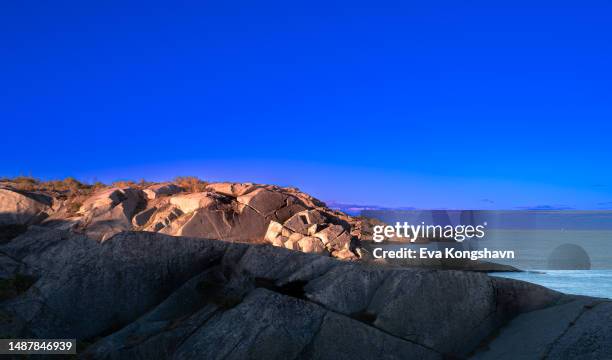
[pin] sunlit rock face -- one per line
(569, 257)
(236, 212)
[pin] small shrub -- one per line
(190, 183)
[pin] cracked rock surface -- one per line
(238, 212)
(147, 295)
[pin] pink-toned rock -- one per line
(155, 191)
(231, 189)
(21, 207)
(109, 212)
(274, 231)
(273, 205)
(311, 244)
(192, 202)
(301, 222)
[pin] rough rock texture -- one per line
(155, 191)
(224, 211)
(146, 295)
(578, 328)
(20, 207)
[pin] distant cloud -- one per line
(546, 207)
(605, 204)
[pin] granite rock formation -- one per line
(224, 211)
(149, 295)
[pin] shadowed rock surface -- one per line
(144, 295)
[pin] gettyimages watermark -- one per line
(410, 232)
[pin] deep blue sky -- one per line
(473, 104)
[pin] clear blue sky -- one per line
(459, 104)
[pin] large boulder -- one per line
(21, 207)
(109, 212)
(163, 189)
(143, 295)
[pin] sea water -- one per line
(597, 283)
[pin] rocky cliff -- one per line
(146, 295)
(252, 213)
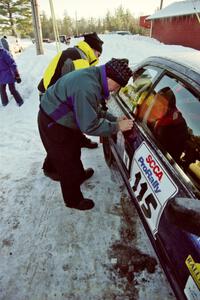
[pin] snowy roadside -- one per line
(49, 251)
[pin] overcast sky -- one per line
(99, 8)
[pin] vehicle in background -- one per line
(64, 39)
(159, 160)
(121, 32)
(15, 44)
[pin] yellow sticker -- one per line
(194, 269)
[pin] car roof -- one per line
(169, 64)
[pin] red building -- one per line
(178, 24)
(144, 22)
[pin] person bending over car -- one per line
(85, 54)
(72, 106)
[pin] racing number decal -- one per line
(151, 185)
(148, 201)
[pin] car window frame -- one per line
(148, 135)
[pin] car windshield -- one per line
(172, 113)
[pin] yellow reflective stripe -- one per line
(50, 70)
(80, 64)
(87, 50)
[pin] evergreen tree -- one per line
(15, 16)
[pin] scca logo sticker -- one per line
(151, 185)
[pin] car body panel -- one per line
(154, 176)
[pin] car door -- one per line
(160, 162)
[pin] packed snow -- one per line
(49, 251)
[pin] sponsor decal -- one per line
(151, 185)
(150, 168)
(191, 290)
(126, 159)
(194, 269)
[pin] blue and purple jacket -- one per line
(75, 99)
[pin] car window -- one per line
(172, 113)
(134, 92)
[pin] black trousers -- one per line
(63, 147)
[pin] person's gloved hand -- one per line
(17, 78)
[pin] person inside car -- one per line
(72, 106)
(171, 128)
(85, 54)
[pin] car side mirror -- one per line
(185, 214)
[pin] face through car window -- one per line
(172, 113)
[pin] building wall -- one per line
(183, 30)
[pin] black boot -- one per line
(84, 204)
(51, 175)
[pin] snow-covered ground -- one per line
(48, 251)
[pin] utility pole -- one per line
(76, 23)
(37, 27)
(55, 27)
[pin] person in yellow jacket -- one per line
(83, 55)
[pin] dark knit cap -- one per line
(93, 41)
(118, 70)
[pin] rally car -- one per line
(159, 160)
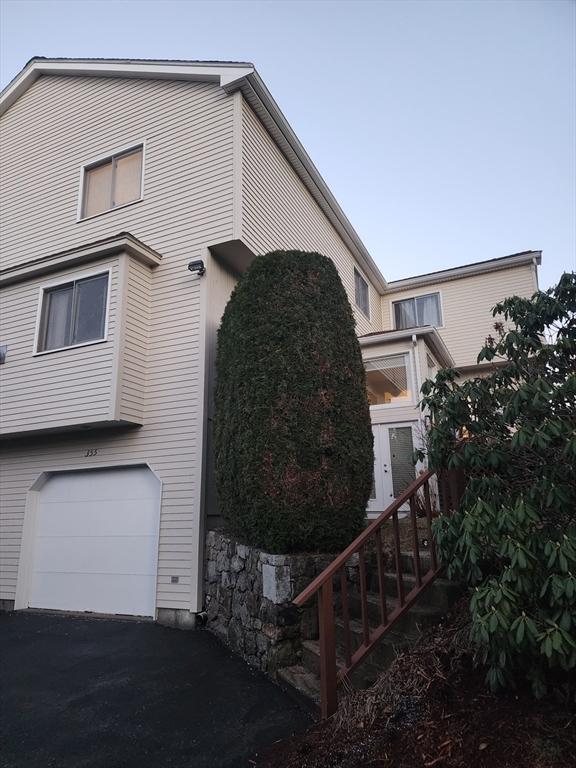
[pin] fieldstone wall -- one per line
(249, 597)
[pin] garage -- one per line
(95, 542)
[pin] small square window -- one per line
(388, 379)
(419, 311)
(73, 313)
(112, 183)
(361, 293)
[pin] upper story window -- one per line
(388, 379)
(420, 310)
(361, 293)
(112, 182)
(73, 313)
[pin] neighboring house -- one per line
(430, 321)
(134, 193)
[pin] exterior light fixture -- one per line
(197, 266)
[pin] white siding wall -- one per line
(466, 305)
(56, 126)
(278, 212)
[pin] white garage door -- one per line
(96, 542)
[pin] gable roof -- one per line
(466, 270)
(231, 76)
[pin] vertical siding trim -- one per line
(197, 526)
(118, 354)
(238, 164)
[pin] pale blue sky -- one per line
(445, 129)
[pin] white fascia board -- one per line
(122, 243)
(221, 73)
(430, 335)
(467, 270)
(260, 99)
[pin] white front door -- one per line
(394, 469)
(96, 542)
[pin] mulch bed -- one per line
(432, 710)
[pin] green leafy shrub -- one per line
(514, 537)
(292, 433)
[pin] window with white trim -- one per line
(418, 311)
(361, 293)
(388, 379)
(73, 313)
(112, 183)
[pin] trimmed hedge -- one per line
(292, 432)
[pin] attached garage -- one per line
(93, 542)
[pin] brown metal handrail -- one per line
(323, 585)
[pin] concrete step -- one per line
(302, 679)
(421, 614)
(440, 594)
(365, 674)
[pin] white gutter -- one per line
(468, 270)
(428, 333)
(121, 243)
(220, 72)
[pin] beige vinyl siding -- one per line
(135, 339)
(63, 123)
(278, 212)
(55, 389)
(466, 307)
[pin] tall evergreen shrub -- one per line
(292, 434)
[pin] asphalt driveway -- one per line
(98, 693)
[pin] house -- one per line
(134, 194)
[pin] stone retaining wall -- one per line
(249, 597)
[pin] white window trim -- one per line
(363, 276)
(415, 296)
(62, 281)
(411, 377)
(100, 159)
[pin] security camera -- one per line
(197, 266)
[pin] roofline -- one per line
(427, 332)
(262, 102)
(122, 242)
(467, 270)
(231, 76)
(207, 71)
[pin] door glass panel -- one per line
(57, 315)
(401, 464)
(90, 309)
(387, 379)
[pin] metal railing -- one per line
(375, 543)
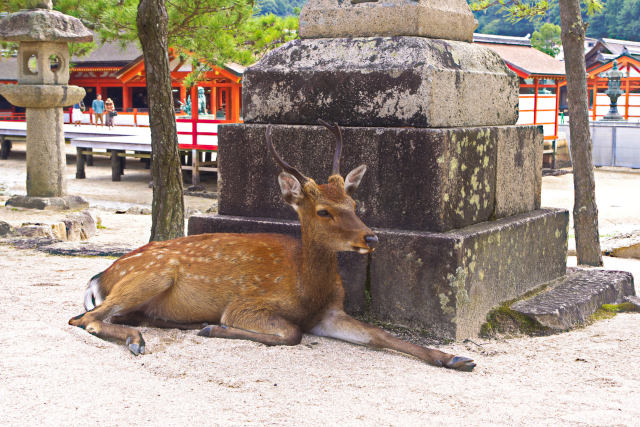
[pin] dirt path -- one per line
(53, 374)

════════════════

_TASK PROMPT_
Update the listing above by changing every "one per line" to "one point per line" and leaving everything else as it is. Leave out the picture lines.

_EXPECTED ANSWER_
[pin] sunlit rock face -- one point per line
(569, 257)
(236, 212)
[pin] small shrub -- one point per line
(190, 183)
[pin] cracked rock surface -- one point per line
(238, 212)
(147, 295)
[pin] pink-toned rock -- one point per line
(155, 191)
(231, 189)
(21, 207)
(109, 212)
(274, 231)
(273, 205)
(311, 244)
(192, 202)
(301, 222)
[pin] rough rock texture -- one point per line
(155, 191)
(224, 211)
(146, 295)
(578, 328)
(20, 207)
[pin] distant cloud -- one point per line
(546, 207)
(605, 204)
[pin] granite rock formation -- one point per line
(224, 211)
(149, 295)
[pin] shadowed rock surface -- one point per line
(144, 295)
[pin] gettyimages watermark -- one point per line
(410, 232)
[pin] deep blue sky -- one point per line
(473, 104)
[pin] clear blue sky -- one point per line
(459, 104)
[pin] large boulder -- one point per line
(21, 207)
(109, 212)
(163, 189)
(143, 295)
[pin] sea water -- one point per line
(597, 283)
[pin] rocky cliff -- one point per line
(146, 295)
(252, 213)
[pin] snowy roadside -- one point per line
(49, 251)
[pin] overcast sky -- one point per line
(99, 8)
[pin] vehicle in background -- one point per line
(64, 39)
(159, 160)
(121, 32)
(15, 44)
[pin] yellow sticker -- one point per line
(194, 269)
[pin] car roof -- one point per line
(169, 64)
[pin] red building -- one point per line
(178, 24)
(144, 22)
[pin] person bending over car -- one point per line
(85, 54)
(72, 106)
[pin] racing number decal -- one point per line
(151, 185)
(148, 201)
[pin] car window frame -- one point per line
(148, 135)
[pin] car windshield -- one point per line
(172, 113)
[pin] yellow reflective stripe -- one point per line
(50, 70)
(80, 64)
(87, 50)
[pin] evergreen tree -- one point per line
(15, 16)
[pin] scca logo sticker -- one point per line
(151, 185)
[pin] car body panel -- one point per line
(154, 176)
[pin] car door -- one point per line
(160, 162)
[pin] packed snow -- one point per line
(49, 251)
[pin] sponsor decal -- one point per line
(151, 185)
(150, 168)
(191, 290)
(126, 159)
(194, 269)
[pin] blue and purple jacket -- one point per line
(75, 99)
[pin] car window -- one point per line
(172, 113)
(134, 92)
[pin] black trousers -- one point per line
(63, 147)
[pin] person's gloved hand -- one point per line
(17, 78)
[pin] person inside car -- one point per line
(72, 106)
(171, 128)
(85, 54)
[pin] car side mirror -- one point per line
(185, 214)
[pin] face through car window -- one point per line
(172, 113)
[pin] building wall -- one point per line
(183, 30)
[pin] black boot -- one point per line
(84, 204)
(51, 175)
[pin] snow-covered ground -- one point per line
(48, 251)
[pin] utility pole -- one point per line
(76, 23)
(37, 27)
(55, 27)
[pin] person in yellow jacket -- one point per line
(83, 55)
[pin] dark knit cap -- one point per line
(93, 41)
(118, 70)
[pin] rally car -- one point per line
(159, 160)
[pin] fieldstone wall -- one point per line
(249, 597)
[pin] garage -- one point per line
(95, 542)
[pin] small square window -- one point per line
(388, 379)
(419, 311)
(73, 313)
(112, 183)
(361, 293)
[pin] upper story window -- one point per line
(388, 379)
(420, 310)
(361, 293)
(112, 182)
(73, 313)
[pin] neighboring house -- one point per line
(430, 321)
(134, 193)
[pin] exterior light fixture -- one point per line
(197, 266)
[pin] white siding wall -- one point per line
(466, 305)
(56, 126)
(278, 212)
[pin] white garage door -- one point per line
(96, 542)
[pin] gable roof -- one point per line
(466, 270)
(231, 76)
[pin] vertical siding trim -- one point per line
(197, 526)
(118, 354)
(238, 164)
[pin] pale blue sky -- one point per line
(445, 129)
[pin] white fascia board -- one point per line
(122, 243)
(221, 73)
(430, 335)
(467, 270)
(260, 99)
[pin] white front door -- one point per line
(394, 469)
(96, 542)
[pin] mulch bed -- one point per line
(432, 710)
[pin] green leafy shrub -- one point per line
(514, 537)
(292, 433)
[pin] window with white trim -- one point per line
(418, 311)
(361, 293)
(388, 379)
(73, 313)
(112, 183)
[pin] trimmed hedge -- one point per line
(292, 432)
[pin] attached garage -- one point per line
(93, 542)
[pin] brown metal handrail -- one point per line
(323, 585)
[pin] concrete step -- one point per line
(302, 679)
(421, 614)
(440, 594)
(365, 674)
[pin] white gutter -- one point per line
(468, 270)
(428, 333)
(121, 243)
(220, 72)
[pin] beige vinyl siding -- one point per line
(135, 339)
(63, 123)
(278, 212)
(55, 389)
(466, 307)
[pin] tall evergreen shrub -- one point per line
(292, 434)
[pin] asphalt driveway -- one point per line
(98, 693)
[pin] house -- one point per line
(134, 194)
[pin] stone retaining wall -- one point per line
(249, 597)
[pin] white window trim -- one point per line
(363, 276)
(415, 296)
(62, 281)
(411, 377)
(100, 159)
[pin] security camera -- one point per line
(197, 266)
[pin] roofline -- one point per line
(427, 332)
(262, 102)
(122, 242)
(467, 270)
(231, 76)
(207, 71)
[pin] door glass panel -- one point per line
(57, 315)
(401, 464)
(90, 309)
(387, 379)
[pin] metal railing -- one point per line
(375, 543)
[pin] dirt path -- one point per line
(53, 374)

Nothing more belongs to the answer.